▶ **Required actions**:
1 > Reproduce everything in the code review comment from "spatel added inline" down to "predicates for these?".
2 > List every predicate name that follows a // comment marker in the code lines of the review comment.

▶ **Source extract**:
_ _ _ _

[PATCH] D45616: [X86] Lower _mm[256|512]_cmp[.]_mask intrinsics to native llvm IR

Thu Jun 14 06:50:43 PDT 2018

spatel added inline comments.

================
Comment at: lib/CodeGen/CGBuiltin.cpp:10107-10112
+    case 0x0b: // FALSE_OQ
+    case 0x1b: // FALSE_OS
+      return llvm::Constant::getNullValue(ConvertType(E->getType()));
+    case 0x0f: // TRUE_UQ
+    case 0x1f: // TRUE_US
+      return llvm::Constant::getAllOnesValue(ConvertType(E->getType()));
----------------
GBuella wrote:
> spatel wrote:
> > On 2nd thought, why are we optimizing when we have matching IR predicates for these?
> > Just translate to FCMP_TRUE / FCMP_FALSE instead of special-casing these values.
> > InstSimplify can handle the constant folding if optimization is on.
> I don't know, these TRUE/FALSE cases were already handled here, I only rearranged the code.
> Does this cause any problems? I mean, if it meant an extra dozen lines of code I would get it, but as it is, does it hurt anything?
It's mostly about being consistent. I think it's generally out-of-bounds for clang to optimize code. That's not its job.

The potential end user difference is that in unoptimized code, a user might expect to see the vcmpXX asm corresponding to the source-level intrinsic when debugging.

I agree that this is changing existing behavior, so it's better if we make this change before or after this patch.

https://reviews.llvm.org/D45616

_ _ _ _

▶ **Listing**:
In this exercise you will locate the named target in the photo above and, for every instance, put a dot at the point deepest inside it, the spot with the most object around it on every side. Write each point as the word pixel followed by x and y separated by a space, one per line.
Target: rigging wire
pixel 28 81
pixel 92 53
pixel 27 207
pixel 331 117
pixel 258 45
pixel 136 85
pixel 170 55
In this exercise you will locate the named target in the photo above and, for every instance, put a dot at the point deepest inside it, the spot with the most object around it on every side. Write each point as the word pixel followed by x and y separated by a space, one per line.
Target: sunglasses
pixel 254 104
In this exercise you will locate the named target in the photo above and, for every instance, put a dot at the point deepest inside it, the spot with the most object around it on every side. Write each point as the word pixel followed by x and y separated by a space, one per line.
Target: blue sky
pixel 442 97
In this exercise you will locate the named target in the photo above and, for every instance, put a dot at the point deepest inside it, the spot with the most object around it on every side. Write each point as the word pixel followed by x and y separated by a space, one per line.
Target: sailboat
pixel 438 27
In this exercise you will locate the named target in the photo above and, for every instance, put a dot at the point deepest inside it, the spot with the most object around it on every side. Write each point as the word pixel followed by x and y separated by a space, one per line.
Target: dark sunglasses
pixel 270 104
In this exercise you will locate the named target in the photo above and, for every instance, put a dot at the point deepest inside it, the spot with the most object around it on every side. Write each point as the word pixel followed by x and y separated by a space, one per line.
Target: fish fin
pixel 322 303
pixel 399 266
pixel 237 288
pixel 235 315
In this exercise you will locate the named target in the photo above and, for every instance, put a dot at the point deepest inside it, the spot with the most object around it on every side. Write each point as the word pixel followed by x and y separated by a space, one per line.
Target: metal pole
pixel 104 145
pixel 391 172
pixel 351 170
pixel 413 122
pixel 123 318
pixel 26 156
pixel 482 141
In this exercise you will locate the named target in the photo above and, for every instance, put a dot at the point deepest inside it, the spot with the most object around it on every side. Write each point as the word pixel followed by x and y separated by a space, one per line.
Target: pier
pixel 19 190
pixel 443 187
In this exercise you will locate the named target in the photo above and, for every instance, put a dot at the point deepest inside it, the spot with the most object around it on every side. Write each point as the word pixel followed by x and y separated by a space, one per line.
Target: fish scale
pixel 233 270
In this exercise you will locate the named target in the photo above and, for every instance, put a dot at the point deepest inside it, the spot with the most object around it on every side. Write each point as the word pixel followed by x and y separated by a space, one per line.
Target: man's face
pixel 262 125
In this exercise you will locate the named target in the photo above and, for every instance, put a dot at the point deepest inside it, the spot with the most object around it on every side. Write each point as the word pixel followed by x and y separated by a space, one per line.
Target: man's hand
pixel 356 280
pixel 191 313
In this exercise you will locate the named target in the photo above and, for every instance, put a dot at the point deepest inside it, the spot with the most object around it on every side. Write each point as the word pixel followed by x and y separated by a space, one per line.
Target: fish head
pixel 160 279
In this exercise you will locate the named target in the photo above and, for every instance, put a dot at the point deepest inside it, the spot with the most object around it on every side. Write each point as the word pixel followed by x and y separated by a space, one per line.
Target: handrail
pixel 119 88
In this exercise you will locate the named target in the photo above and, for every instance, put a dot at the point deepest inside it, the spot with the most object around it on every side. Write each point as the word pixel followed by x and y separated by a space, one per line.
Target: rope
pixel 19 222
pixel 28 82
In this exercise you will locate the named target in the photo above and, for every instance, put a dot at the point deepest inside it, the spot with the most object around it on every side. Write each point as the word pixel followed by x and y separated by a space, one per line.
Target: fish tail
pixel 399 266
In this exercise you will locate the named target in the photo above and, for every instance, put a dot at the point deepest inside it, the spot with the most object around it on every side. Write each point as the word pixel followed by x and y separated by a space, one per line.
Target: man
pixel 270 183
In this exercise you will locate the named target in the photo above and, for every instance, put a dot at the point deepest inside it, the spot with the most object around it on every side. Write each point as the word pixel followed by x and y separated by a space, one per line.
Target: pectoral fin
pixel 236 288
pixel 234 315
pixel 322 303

_ _ _ _

▶ **Solution list**:
1 >
spatel added inline comments.

================
Comment at: lib/CodeGen/CGBuiltin.cpp:10107-10112
+    case 0x0b: // FALSE_OQ
+    case 0x1b: // FALSE_OS
+      return llvm::Constant::getNullValue(ConvertType(E->getType()));
+    case 0x0f: // TRUE_UQ
+    case 0x1f: // TRUE_US
+      return llvm::Constant::getAllOnesValue(ConvertType(E->getType()));
----------------
GBuella wrote:
> spatel wrote:
> > On 2nd thought, why are we optimizing when we have matching IR predicates for these?

2 > FALSE_OQ, FALSE_OS, TRUE_UQ, TRUE_US